**Stated goal**
Display each line of the data below that contains the word "foam", copying every such line in full.

**Data supplied**
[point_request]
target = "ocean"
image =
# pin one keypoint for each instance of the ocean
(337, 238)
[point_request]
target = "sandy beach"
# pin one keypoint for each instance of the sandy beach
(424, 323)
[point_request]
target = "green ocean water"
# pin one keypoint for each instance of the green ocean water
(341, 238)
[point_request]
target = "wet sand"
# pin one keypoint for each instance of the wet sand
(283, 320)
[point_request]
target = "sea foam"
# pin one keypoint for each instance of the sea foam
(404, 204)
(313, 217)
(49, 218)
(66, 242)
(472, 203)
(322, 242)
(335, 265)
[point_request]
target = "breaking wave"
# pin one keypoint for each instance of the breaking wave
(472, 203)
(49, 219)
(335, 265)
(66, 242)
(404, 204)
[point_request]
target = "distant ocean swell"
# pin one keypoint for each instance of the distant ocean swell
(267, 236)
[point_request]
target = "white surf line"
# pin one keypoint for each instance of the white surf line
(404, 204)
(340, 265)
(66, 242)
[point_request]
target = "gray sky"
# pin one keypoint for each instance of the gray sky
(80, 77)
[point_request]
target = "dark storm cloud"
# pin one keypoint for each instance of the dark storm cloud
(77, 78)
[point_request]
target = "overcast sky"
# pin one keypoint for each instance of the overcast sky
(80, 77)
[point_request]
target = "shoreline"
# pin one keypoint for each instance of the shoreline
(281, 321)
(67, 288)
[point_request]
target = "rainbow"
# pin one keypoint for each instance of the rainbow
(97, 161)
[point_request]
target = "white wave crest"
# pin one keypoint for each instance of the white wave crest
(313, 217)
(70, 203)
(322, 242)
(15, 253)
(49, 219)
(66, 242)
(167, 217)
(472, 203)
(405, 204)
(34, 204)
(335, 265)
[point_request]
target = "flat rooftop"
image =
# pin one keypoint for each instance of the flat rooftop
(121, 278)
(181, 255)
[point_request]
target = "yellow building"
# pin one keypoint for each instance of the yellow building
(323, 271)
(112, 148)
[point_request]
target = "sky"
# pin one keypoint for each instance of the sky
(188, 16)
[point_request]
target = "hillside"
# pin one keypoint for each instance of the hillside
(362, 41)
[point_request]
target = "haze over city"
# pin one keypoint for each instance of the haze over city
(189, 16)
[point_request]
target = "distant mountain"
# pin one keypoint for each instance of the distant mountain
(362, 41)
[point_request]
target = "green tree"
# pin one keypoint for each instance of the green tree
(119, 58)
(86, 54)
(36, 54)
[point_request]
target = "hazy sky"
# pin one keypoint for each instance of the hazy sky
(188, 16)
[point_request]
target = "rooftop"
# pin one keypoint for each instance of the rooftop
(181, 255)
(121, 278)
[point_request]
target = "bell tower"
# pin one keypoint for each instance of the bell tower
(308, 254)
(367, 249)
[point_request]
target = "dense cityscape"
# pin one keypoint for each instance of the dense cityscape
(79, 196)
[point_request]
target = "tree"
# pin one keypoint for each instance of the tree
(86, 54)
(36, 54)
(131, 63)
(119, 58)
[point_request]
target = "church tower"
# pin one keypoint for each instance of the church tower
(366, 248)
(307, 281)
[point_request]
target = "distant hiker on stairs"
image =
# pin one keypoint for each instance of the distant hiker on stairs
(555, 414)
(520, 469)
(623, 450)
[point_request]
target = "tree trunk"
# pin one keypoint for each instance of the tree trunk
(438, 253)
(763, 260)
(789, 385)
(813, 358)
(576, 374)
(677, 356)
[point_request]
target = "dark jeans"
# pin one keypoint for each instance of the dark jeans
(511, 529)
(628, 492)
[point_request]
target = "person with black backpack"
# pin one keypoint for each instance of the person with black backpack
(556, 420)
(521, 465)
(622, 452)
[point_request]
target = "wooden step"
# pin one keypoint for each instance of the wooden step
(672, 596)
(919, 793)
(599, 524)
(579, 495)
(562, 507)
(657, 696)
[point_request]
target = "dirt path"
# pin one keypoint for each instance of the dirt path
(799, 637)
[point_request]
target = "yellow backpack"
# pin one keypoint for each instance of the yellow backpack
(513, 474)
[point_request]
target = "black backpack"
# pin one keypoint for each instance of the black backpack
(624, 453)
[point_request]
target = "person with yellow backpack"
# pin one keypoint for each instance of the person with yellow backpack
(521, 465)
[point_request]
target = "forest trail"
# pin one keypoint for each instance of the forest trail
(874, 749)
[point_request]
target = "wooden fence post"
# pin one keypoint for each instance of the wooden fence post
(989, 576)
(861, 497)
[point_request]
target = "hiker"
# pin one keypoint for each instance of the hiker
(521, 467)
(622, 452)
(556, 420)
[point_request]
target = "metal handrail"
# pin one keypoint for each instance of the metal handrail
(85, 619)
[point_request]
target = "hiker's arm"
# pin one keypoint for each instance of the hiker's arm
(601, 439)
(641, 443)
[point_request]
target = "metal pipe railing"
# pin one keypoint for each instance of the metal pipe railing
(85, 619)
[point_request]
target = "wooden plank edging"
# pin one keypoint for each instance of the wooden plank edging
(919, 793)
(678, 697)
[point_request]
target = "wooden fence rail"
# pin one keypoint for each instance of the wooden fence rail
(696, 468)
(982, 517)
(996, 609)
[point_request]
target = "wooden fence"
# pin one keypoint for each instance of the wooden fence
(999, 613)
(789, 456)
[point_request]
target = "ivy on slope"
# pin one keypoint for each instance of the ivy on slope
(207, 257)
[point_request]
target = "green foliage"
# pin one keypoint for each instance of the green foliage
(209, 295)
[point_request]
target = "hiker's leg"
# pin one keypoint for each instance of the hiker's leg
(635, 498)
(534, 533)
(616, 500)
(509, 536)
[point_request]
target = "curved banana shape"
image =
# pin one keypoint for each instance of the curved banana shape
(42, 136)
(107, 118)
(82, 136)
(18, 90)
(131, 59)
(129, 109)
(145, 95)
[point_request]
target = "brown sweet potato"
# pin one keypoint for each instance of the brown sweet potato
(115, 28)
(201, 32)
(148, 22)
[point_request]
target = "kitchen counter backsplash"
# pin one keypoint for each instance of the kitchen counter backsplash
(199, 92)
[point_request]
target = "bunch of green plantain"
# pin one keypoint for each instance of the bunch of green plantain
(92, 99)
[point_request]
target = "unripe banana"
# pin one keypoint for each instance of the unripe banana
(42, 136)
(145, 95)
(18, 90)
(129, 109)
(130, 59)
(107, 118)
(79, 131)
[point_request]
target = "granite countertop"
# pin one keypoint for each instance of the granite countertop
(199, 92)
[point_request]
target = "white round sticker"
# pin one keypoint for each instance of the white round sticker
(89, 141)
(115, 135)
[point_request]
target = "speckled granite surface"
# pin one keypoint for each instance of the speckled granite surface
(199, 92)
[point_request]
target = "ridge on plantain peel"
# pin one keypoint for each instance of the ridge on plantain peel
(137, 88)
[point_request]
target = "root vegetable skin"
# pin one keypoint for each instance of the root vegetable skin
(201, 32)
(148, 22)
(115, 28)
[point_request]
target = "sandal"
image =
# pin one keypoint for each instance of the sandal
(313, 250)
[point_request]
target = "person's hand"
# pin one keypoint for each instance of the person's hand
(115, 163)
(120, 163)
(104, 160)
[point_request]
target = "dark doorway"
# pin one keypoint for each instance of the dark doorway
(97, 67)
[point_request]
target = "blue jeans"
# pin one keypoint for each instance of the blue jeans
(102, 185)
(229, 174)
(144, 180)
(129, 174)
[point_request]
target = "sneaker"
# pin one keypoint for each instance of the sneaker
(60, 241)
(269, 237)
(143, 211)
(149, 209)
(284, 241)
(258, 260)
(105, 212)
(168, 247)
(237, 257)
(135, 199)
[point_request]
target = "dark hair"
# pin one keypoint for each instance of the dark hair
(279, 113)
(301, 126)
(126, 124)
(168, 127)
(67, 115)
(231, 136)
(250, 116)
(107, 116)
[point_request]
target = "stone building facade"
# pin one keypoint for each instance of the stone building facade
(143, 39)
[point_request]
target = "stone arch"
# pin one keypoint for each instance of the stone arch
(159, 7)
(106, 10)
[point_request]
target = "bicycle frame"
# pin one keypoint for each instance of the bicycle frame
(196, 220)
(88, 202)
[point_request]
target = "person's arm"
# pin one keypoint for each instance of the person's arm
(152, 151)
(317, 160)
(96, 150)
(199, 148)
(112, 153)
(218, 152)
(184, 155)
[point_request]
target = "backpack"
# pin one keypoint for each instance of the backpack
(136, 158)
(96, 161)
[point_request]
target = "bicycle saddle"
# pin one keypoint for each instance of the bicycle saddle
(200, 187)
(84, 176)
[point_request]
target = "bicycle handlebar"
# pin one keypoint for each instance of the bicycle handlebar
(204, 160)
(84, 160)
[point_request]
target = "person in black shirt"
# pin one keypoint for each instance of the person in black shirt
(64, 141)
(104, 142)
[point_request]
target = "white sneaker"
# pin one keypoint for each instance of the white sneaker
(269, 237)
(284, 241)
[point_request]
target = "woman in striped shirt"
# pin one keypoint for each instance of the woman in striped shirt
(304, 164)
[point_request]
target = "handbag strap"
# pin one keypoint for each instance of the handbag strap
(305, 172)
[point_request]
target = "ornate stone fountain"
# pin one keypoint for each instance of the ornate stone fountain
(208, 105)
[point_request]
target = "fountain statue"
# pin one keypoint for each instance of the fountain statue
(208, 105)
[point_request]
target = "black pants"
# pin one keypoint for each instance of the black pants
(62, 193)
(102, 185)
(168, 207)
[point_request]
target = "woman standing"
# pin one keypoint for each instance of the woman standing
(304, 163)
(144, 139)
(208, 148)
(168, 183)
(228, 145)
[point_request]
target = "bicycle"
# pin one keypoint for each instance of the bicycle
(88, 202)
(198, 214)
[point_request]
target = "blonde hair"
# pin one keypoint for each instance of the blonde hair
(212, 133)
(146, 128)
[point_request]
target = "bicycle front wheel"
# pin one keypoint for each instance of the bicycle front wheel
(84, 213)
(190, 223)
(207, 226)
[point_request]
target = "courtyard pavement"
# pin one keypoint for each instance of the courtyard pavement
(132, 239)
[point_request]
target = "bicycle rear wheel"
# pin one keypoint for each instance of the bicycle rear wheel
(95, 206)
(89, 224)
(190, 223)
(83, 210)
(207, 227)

**Task output**
target = "sea foam"
# pin one keypoint for each instance of the sea foam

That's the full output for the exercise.